Required task
Rewrite the listing below, changing every "much obliged" to "grateful" and leaving everything else untouched.

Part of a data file
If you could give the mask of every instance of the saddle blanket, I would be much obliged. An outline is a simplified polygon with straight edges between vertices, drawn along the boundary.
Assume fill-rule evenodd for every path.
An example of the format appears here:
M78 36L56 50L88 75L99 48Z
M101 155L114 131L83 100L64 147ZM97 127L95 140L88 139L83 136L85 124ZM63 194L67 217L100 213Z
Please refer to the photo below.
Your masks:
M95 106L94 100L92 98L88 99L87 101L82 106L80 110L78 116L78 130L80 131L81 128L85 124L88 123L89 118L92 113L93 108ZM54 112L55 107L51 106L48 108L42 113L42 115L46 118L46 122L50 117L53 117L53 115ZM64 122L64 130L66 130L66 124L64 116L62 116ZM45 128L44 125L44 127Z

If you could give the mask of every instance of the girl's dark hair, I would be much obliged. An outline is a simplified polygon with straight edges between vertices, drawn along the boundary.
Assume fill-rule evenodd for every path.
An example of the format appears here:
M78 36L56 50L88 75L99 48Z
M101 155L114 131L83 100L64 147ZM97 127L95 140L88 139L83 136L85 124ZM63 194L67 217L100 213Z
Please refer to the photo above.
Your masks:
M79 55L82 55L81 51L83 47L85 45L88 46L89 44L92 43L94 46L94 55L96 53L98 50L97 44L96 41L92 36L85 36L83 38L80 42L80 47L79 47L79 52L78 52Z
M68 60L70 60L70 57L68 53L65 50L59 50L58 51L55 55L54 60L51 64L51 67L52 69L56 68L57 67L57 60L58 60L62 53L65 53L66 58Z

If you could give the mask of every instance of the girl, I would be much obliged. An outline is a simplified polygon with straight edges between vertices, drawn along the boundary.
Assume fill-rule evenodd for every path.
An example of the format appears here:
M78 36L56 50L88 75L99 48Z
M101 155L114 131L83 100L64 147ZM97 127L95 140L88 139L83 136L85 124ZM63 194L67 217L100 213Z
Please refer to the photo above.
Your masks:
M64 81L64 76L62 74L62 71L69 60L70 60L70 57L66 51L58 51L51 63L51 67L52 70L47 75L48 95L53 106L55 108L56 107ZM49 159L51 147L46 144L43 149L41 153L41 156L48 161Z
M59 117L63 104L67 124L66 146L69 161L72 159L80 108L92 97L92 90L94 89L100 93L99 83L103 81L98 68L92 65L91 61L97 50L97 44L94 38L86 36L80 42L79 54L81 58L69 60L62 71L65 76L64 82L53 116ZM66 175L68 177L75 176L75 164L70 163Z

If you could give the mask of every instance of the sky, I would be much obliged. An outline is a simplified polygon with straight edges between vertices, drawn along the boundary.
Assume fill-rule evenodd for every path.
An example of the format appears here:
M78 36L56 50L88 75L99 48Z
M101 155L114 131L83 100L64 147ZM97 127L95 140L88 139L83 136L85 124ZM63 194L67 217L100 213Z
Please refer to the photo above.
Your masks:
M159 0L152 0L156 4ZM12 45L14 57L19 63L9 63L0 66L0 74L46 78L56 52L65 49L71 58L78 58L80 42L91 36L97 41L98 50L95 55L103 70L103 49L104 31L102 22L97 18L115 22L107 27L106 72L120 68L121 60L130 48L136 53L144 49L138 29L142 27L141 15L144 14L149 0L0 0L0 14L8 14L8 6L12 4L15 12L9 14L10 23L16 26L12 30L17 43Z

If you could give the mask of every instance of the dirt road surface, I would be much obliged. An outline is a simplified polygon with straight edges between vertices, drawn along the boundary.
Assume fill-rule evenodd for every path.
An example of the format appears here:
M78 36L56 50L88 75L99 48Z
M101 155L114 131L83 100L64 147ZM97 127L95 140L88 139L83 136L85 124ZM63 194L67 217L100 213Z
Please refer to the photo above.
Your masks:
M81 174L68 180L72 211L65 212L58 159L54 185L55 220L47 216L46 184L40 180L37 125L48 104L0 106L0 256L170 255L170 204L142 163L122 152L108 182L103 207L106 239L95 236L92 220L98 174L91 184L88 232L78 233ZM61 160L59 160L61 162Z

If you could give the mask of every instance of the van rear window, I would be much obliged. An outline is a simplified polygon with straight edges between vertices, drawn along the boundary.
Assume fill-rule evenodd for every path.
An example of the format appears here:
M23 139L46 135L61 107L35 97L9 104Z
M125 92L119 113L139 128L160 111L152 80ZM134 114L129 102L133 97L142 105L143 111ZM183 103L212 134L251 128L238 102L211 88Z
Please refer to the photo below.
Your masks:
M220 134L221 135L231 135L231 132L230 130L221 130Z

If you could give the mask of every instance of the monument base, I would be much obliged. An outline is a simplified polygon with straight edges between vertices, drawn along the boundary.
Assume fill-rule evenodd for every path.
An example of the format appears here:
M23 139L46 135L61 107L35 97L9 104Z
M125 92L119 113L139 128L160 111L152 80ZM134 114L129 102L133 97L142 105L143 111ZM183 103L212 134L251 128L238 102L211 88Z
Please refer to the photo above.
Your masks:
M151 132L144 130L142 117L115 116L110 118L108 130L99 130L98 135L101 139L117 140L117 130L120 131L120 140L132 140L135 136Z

Problem solution
If you could give the mask of every instance of the saddle blanket, I would be grateful. An outline is a simplified polygon with straight edges between vertices, drawn along the boundary.
Assume fill-rule evenodd for every path.
An example of the format appears here:
M78 36L56 50L88 75L99 48Z
M101 155L114 131L83 100L64 147ZM97 127L95 140L88 139L83 136L85 124ZM63 194L67 217L100 213Z
Please refer to the photo below.
Your masks:
M95 106L94 100L92 98L88 99L87 101L82 106L80 110L78 116L78 130L80 131L81 128L85 124L88 123L89 118L92 113L93 108ZM54 112L55 107L51 106L48 108L42 113L42 115L46 118L46 122L50 117L53 117L53 115ZM64 122L64 130L66 130L66 124L64 116L62 116ZM45 128L44 125L44 127Z

If you could give the mask of every instance of the girl's dark hair, I would be grateful. An outline is a simplified polygon with straight edges between vertices, drawn along the boundary.
Assume fill-rule evenodd for every path.
An example of the format appears here:
M78 36L56 50L88 75L99 48Z
M101 155L114 131L83 100L64 147ZM97 127L95 140L88 139L83 136L85 124ZM63 194L67 217L100 213Z
Please refer to the photo above.
Your masks:
M79 55L82 55L81 51L83 47L85 45L88 46L89 44L92 43L94 46L94 55L96 53L98 50L97 44L96 41L92 36L85 36L83 38L80 42L80 47L79 47L79 52L78 52Z
M68 60L70 60L70 57L68 53L65 50L59 50L58 51L55 55L54 60L51 64L51 67L52 69L56 68L57 67L57 60L58 60L62 53L65 53L66 58Z

If you could give the mask of every instance of the girl, I would be grateful. An outline is a simplified polygon with straight edges between vertices, drawn along the boundary.
Assume fill-rule evenodd for every path.
An example of the format appears here:
M78 36L56 50L88 75L99 48Z
M101 155L114 131L83 100L64 147ZM97 127L95 140L88 139L83 136L85 124ZM63 194L67 217L100 213Z
Please refer to the photo above.
Your masks:
M64 81L64 76L62 74L62 71L69 60L70 60L70 57L66 51L58 51L51 63L51 67L52 70L47 75L48 95L53 106L55 108L56 107ZM49 159L51 147L46 144L43 149L41 153L41 156L48 161Z
M59 117L63 104L67 124L66 146L69 161L72 159L80 108L92 97L92 90L94 89L100 93L99 83L103 81L98 68L92 65L91 61L97 50L97 44L94 38L86 36L80 42L79 54L81 58L69 60L62 71L65 76L64 82L53 116ZM66 175L68 177L75 176L75 164L70 163Z

If you could give the mask of every instance of the sky, I would be grateful. An outline is a simplified polygon with straight edges between vertices, drawn along the boundary.
Assume fill-rule evenodd for every path.
An example of the format appears here:
M78 36L56 50L88 75L99 48Z
M101 155L114 131L83 100L64 147ZM97 127L95 140L88 139L83 136L85 124ZM63 194L67 217L100 213Z
Please refer to the photo above.
Your masks:
M159 0L152 0L156 4ZM12 45L14 57L19 63L9 63L0 66L0 74L46 78L56 52L65 49L71 58L78 58L80 42L91 36L97 41L98 50L95 55L103 70L103 49L104 31L102 22L97 18L115 22L107 27L106 72L120 68L121 60L130 48L136 53L144 49L138 29L142 27L141 15L144 14L149 0L0 0L0 14L8 14L8 6L12 4L15 12L9 14L10 23L16 26L12 30L17 43Z

If you could give the mask of every instance of the dirt road surface, I would be grateful. An outline is a simplified polygon with straight edges between vertices, drawn along the boundary.
Assume fill-rule evenodd for every path.
An example of the format appears here:
M78 36L56 50L88 75L99 48Z
M101 155L114 131L83 100L64 147ZM97 127L95 140L88 139L83 136L85 124ZM63 194L67 217L100 213Z
Please refer to the photo above.
Your masks:
M81 174L68 180L72 211L65 212L58 159L54 185L55 220L47 216L46 184L40 180L37 125L48 104L0 106L0 256L170 255L170 204L142 163L122 152L108 182L103 207L106 239L95 236L92 220L98 174L91 184L88 232L78 233ZM61 160L59 160L61 162Z

If you could give the mask of every instance of the van rear window, I would be grateful. An outline is a simplified polygon with straight edges between vertices, drawn along the boundary.
Assume fill-rule evenodd for every path.
An example of the format appears here:
M23 139L46 135L61 107L35 97L9 104Z
M125 92L119 113L139 128L160 111L152 80ZM134 114L129 102L133 97L142 105L143 111ZM183 103L212 134L251 128L238 102L211 88Z
Please refer to the photo below.
Your masks:
M220 134L221 135L231 135L231 132L230 130L221 130Z

If you could give the mask of every instance of the monument base, I would be grateful. An outline is a simplified polygon with straight edges between vertices, drawn along the boundary.
Assume fill-rule evenodd for every path.
An example of the format appears here:
M23 139L46 135L61 107L35 97L9 104Z
M125 92L119 113L139 128L160 111L152 80ZM134 114L129 102L133 97L142 105L143 111ZM183 103L212 134L251 128L238 102L211 88Z
Please refer to the photo above.
Your masks:
M151 132L144 130L142 117L115 116L110 118L108 130L99 130L98 135L101 139L117 140L117 130L120 131L120 140L132 140L135 136Z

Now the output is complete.